# GIVEN RECORDS start
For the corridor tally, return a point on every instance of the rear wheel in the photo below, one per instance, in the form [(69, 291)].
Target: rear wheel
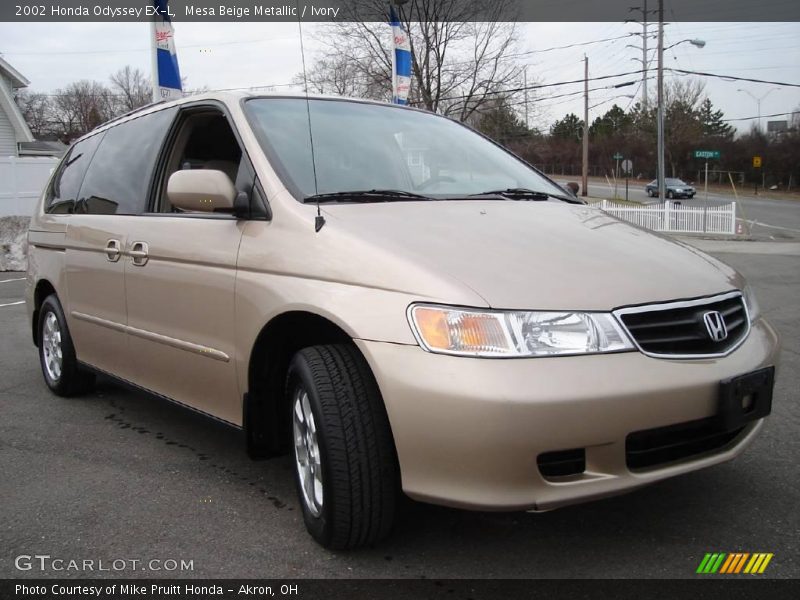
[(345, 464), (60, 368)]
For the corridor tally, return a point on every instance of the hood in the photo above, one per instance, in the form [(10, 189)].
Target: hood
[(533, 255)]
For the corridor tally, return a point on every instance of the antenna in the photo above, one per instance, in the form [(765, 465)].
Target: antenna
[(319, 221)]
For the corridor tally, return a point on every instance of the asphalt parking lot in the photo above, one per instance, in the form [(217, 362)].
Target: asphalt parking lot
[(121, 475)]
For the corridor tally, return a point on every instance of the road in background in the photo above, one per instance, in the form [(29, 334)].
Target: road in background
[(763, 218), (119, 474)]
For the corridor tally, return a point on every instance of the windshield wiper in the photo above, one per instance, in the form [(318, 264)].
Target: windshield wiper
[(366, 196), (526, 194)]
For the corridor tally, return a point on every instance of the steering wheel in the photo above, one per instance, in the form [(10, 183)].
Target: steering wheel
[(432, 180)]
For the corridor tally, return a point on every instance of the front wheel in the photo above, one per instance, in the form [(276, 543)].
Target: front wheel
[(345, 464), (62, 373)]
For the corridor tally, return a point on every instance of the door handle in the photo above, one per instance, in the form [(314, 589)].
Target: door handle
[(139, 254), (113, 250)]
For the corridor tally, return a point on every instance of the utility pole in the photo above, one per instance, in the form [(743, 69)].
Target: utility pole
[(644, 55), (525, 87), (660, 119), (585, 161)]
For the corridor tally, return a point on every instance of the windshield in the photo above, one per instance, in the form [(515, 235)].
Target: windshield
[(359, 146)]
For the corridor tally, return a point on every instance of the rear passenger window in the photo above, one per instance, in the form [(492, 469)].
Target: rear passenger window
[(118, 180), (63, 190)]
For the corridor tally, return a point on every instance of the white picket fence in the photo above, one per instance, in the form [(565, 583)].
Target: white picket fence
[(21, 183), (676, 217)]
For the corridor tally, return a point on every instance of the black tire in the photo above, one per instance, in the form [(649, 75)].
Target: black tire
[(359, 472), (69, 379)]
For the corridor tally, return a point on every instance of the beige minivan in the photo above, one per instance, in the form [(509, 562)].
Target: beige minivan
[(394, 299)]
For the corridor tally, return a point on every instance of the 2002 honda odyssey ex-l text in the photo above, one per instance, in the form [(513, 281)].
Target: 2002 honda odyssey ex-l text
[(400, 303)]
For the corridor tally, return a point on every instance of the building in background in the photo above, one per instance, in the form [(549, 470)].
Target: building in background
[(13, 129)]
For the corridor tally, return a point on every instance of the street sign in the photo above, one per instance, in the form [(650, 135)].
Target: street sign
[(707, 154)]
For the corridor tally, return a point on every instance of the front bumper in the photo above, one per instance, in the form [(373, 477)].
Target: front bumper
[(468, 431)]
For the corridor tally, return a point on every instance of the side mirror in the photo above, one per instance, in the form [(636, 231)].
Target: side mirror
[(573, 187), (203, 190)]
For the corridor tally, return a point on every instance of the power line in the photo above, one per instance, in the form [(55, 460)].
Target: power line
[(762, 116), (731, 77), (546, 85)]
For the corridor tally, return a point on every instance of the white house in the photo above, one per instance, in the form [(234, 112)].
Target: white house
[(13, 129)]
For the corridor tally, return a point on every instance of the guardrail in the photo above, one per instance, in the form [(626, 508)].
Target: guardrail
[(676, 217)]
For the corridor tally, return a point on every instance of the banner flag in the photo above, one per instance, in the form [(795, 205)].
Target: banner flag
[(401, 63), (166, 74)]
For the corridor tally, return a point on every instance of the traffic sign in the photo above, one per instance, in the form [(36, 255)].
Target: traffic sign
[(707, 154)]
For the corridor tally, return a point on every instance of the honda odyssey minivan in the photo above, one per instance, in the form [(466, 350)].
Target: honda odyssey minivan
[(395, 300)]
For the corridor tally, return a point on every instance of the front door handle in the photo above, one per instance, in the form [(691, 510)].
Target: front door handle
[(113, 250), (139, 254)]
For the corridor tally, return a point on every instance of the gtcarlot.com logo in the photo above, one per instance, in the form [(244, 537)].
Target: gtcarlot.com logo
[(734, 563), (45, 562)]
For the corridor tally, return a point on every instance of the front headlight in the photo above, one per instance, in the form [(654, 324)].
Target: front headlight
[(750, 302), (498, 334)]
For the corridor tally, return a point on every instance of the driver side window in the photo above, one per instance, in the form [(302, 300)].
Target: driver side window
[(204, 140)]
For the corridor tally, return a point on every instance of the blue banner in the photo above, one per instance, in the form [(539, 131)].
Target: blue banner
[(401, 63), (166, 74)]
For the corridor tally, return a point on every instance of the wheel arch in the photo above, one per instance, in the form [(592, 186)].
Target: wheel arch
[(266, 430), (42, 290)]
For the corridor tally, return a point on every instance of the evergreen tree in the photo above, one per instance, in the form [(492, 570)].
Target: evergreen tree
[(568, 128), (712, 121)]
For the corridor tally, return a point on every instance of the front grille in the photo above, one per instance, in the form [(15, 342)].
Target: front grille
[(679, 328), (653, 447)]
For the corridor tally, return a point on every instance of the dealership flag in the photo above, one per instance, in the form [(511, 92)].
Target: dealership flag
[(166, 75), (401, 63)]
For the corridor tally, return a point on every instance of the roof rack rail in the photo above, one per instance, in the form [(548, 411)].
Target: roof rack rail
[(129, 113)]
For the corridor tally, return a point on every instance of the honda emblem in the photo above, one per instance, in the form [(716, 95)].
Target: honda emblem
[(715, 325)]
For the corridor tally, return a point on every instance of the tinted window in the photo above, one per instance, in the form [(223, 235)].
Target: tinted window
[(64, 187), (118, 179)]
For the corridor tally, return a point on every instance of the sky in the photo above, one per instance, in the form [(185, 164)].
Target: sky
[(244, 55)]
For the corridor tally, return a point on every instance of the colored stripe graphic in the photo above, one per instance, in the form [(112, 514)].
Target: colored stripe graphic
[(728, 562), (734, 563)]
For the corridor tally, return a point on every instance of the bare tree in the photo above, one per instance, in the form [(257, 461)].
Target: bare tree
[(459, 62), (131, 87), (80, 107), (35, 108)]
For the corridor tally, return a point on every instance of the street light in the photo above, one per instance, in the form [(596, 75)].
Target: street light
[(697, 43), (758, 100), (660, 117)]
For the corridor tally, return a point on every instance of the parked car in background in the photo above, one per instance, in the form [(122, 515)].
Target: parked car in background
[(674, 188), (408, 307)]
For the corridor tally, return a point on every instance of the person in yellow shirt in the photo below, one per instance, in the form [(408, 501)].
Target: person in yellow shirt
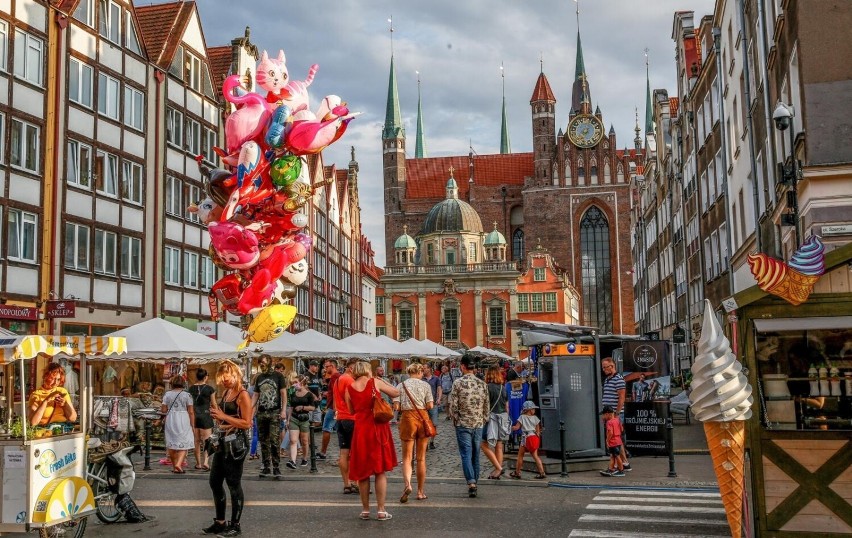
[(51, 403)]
# GIVEN RECORDS end
# GIVEN RECORDS start
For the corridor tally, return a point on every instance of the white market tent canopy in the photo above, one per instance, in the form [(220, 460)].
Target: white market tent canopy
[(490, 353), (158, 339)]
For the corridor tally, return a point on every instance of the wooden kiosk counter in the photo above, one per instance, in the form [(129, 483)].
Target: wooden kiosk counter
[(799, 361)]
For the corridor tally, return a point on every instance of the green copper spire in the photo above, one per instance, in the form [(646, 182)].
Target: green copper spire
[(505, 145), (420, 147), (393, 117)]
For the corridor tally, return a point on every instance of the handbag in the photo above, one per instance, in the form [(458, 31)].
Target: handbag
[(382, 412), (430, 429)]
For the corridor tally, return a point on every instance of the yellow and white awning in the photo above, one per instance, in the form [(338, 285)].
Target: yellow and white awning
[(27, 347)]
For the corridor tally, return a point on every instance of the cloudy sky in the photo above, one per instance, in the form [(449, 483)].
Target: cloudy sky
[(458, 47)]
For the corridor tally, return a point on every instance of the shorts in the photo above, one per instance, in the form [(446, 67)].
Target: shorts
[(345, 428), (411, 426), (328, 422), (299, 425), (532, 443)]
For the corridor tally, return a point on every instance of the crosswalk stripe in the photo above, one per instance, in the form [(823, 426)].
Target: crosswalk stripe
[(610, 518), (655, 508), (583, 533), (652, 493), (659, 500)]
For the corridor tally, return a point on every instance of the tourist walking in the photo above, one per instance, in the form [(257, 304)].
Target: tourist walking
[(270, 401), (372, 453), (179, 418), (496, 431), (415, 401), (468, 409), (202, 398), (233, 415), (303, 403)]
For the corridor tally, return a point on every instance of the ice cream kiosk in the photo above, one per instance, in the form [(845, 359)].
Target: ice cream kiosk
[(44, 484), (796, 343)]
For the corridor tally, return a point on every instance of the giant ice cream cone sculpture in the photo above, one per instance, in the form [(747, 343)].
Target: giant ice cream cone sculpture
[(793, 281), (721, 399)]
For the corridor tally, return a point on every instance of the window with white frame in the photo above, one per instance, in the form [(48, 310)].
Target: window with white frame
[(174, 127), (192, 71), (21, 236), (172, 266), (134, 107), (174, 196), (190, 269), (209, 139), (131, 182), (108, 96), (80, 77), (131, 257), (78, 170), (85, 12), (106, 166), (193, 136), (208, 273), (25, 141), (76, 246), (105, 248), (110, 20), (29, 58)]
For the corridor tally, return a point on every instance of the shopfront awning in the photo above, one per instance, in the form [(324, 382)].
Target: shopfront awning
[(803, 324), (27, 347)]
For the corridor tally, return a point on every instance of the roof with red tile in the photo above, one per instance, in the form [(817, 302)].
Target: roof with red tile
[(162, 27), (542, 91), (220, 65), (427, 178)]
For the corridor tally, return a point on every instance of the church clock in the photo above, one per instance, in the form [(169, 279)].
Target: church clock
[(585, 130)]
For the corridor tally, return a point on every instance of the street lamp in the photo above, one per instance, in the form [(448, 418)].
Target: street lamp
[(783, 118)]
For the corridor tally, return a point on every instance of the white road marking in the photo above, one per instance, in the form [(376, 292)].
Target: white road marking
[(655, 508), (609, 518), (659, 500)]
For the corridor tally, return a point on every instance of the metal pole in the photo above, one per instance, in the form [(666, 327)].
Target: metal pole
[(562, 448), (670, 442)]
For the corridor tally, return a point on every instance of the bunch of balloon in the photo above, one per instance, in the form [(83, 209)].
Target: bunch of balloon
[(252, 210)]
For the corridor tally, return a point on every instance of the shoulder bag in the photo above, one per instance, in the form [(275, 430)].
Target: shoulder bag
# GIVEN RECORDS end
SET TASK >>
Could you return, word for word, the rows from the line containing "form [(511, 92)]." through the line containing "[(728, 562), (734, 563)]", with both of those lines included?

SOLUTION TO THE EXERCISE >>
For the corridor tally, return a point on every instance of the dealership flag in the photo above, one per instance, in the form [(511, 92)].
Target: dealership flag
[(166, 75), (401, 63)]
For the corridor tally, return a point on every instance of the roof rack rail in the photo above, one per instance, in the form [(548, 411)].
Target: roof rack rail
[(129, 113)]
For the corridor tally, return a point on every instance of the honda emblem in the photo above, one per instance, in the form [(716, 95)].
Target: honda emblem
[(715, 325)]
For the corridor tally, return a point on every instance of the tinted window in the photo above, one per instance, in the form [(223, 235)].
Target: tinted window
[(64, 187), (118, 179)]
For the corridor tally, return a point on every instance of the sky in the photo above, one per instance, in the form [(185, 164)].
Target: sky
[(244, 55)]
For the corridor tally, return a point on every instance of the colored stripe graphic in the photo above, one per instance, in the form [(112, 514)].
Target: colored stripe graphic
[(728, 562), (734, 563)]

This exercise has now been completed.